* DATA *
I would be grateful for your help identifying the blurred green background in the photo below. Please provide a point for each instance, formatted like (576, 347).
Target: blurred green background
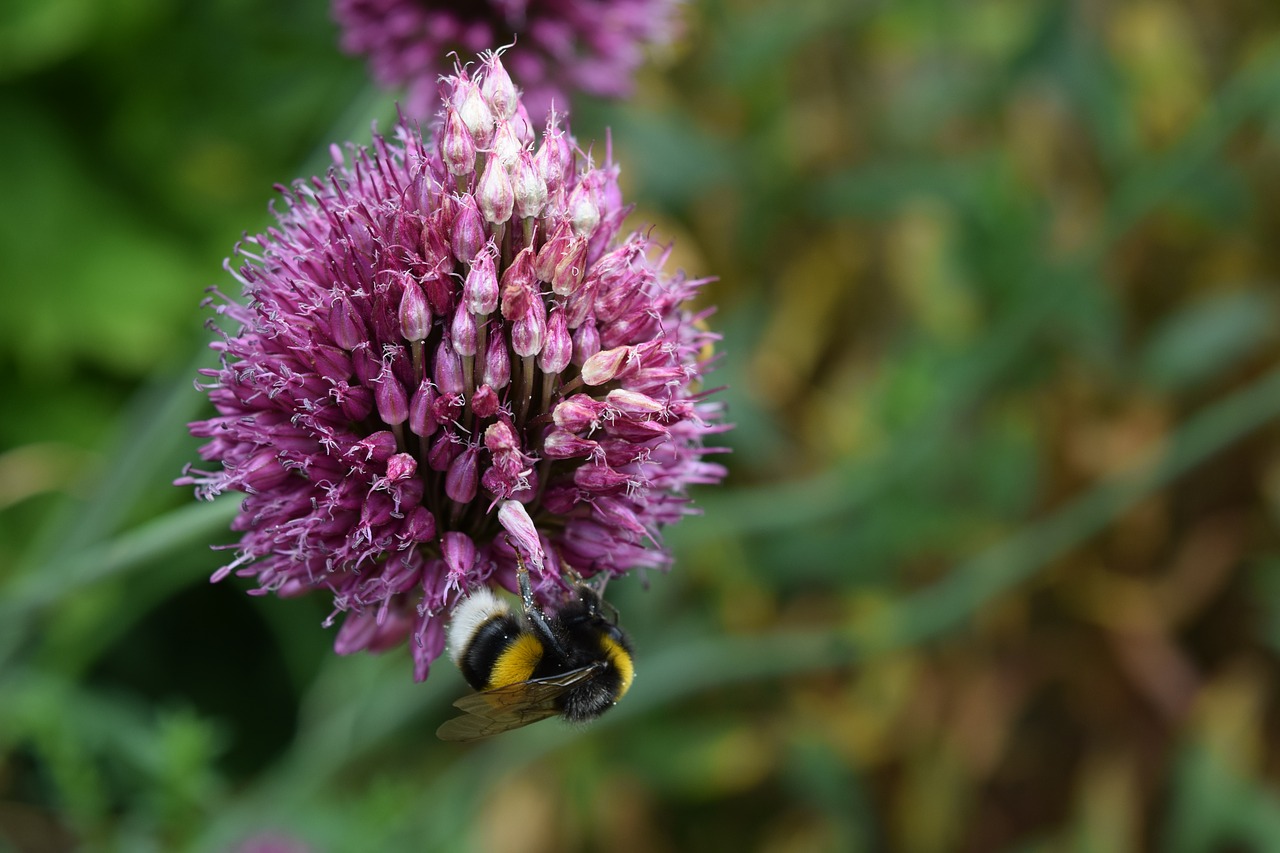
(996, 566)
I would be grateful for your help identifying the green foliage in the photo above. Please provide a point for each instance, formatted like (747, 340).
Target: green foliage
(995, 566)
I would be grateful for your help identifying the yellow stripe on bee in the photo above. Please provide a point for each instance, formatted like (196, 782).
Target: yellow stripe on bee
(621, 661)
(516, 662)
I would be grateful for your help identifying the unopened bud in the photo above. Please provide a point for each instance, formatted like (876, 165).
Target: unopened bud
(558, 347)
(415, 314)
(498, 89)
(529, 187)
(475, 113)
(494, 194)
(457, 147)
(462, 331)
(467, 232)
(480, 290)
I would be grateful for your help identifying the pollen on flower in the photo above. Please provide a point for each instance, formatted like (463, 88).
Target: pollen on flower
(423, 379)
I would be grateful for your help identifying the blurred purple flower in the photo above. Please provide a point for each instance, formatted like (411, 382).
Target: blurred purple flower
(563, 45)
(444, 355)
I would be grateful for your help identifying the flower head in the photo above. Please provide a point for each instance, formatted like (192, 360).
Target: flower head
(565, 45)
(439, 361)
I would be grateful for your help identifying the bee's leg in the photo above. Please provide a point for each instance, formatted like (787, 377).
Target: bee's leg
(526, 589)
(533, 612)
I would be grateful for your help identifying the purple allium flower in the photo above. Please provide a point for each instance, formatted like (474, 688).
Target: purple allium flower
(444, 356)
(565, 45)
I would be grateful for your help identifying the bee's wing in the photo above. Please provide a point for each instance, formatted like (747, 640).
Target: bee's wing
(490, 712)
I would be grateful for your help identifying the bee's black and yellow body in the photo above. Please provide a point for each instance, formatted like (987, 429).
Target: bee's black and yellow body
(529, 665)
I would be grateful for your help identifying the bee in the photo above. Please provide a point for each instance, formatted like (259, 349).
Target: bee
(574, 662)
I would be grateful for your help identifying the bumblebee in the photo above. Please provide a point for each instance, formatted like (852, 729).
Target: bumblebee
(574, 662)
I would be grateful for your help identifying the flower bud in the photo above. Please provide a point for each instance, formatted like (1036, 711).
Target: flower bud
(415, 314)
(346, 324)
(462, 478)
(480, 290)
(484, 402)
(497, 365)
(460, 553)
(448, 369)
(558, 347)
(529, 187)
(498, 90)
(474, 110)
(568, 269)
(529, 331)
(583, 211)
(421, 420)
(553, 158)
(603, 366)
(494, 194)
(462, 331)
(467, 232)
(391, 398)
(515, 520)
(506, 146)
(457, 146)
(401, 466)
(519, 284)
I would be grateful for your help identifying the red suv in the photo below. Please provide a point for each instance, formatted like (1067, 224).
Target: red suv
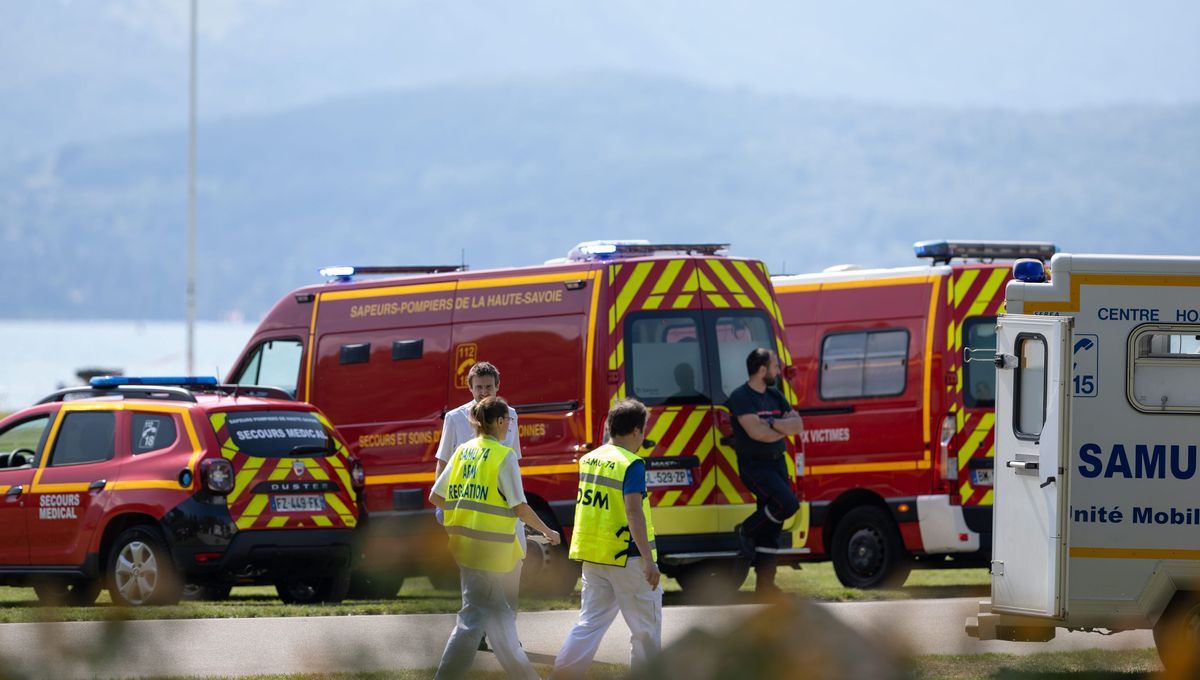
(144, 485)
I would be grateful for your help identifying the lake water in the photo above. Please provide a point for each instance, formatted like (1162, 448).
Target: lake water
(37, 357)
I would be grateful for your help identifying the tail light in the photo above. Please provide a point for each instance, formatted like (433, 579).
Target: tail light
(949, 470)
(217, 475)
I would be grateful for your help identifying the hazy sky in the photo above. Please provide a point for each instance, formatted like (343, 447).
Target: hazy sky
(87, 68)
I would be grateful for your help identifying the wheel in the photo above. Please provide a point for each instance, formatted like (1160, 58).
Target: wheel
(868, 551)
(375, 585)
(547, 570)
(67, 591)
(1177, 636)
(712, 581)
(210, 591)
(141, 570)
(328, 589)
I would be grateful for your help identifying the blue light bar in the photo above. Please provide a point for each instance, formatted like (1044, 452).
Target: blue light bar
(1030, 271)
(337, 274)
(160, 380)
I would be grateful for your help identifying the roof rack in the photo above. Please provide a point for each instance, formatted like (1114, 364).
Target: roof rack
(183, 389)
(637, 247)
(342, 274)
(942, 252)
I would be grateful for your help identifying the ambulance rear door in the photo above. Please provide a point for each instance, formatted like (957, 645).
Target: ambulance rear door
(1032, 415)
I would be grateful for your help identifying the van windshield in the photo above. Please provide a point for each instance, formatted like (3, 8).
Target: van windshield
(275, 434)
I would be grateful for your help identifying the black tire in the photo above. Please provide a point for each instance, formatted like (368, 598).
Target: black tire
(67, 591)
(712, 582)
(207, 591)
(1177, 636)
(547, 570)
(328, 589)
(868, 551)
(141, 570)
(375, 585)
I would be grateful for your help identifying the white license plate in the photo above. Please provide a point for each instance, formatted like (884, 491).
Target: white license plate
(298, 504)
(671, 477)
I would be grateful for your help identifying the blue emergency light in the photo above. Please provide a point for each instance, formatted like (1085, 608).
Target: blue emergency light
(156, 380)
(1030, 271)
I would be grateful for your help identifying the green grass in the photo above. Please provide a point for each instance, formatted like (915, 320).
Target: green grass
(1091, 665)
(418, 596)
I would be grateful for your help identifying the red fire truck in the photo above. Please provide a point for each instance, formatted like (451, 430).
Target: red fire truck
(667, 324)
(898, 443)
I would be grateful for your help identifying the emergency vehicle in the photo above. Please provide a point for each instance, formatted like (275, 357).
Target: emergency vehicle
(899, 431)
(1097, 524)
(142, 485)
(667, 324)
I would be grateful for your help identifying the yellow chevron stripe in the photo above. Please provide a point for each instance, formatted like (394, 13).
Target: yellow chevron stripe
(669, 275)
(963, 284)
(989, 292)
(718, 301)
(724, 275)
(633, 286)
(705, 491)
(972, 444)
(759, 289)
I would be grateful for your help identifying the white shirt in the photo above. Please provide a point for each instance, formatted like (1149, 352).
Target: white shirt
(457, 431)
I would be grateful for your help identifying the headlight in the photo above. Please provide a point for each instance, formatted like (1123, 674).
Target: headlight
(217, 475)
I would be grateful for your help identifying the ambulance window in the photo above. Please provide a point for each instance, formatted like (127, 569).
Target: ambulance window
(25, 440)
(979, 377)
(864, 363)
(151, 432)
(737, 336)
(664, 360)
(1030, 386)
(1165, 368)
(275, 363)
(85, 437)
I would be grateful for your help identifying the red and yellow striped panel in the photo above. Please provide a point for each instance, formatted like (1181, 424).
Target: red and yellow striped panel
(976, 292)
(691, 283)
(251, 510)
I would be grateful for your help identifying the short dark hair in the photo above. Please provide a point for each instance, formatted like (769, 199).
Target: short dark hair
(484, 368)
(757, 359)
(486, 413)
(625, 416)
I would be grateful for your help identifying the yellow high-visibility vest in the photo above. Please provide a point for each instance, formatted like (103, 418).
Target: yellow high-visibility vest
(601, 529)
(481, 525)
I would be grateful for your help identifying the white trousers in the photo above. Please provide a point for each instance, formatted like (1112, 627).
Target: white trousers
(485, 608)
(606, 590)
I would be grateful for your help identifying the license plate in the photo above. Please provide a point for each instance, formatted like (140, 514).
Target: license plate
(669, 477)
(298, 504)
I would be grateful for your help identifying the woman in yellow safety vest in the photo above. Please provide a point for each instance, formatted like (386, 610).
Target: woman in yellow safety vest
(481, 498)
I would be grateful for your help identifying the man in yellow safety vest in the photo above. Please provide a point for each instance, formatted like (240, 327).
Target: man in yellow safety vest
(615, 540)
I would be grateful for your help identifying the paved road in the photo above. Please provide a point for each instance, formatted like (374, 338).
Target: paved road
(239, 647)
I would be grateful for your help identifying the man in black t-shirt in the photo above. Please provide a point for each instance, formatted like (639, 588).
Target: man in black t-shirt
(762, 421)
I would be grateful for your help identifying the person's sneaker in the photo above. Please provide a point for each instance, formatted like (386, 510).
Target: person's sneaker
(745, 543)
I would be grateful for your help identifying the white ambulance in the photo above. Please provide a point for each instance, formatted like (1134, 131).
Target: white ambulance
(1097, 474)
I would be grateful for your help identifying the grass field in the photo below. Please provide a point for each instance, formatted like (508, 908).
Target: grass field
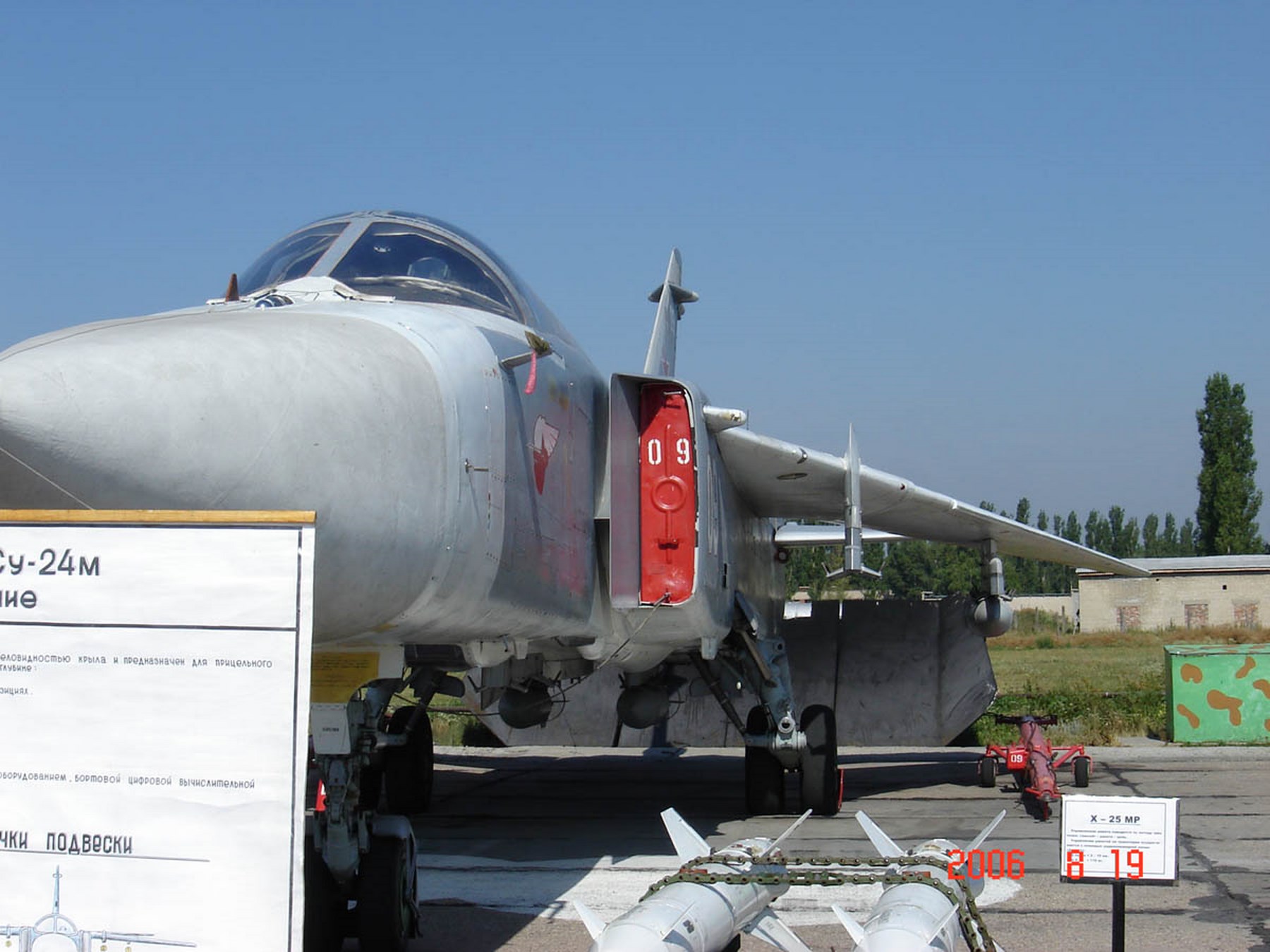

* WHAT TO WORK ON *
Go through the listing above line by line and say how many lines hold the word "field". Reply with that number only.

* TASK RESULT *
2